▶ **Exercise description**
Repeat the entries that appear below, exactly as they are given.

Stored dataset items
◆ ◆ ◆
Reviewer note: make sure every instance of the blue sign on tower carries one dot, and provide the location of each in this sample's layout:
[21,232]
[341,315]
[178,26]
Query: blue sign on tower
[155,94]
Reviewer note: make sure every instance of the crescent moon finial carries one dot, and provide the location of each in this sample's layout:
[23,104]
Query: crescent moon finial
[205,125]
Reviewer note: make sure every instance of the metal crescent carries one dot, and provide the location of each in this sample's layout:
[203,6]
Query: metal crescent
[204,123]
◆ ◆ ◆
▶ **Solved exercise**
Reviewer note: make sure every instance of the blue sign on tower carries one dot, and provide the location of each in this sample's layout:
[21,232]
[341,315]
[178,26]
Query: blue sign on tower
[155,94]
Reviewer note: make sure every instance of the crescent moon finial carries one dot, and provide the location of each in this sample's layout:
[23,104]
Query: crescent moon finial
[205,125]
Reviewer note: make sure every instance of the metal crescent carries one dot, and provide the location of each in this sample's layout:
[203,6]
Query: metal crescent
[204,123]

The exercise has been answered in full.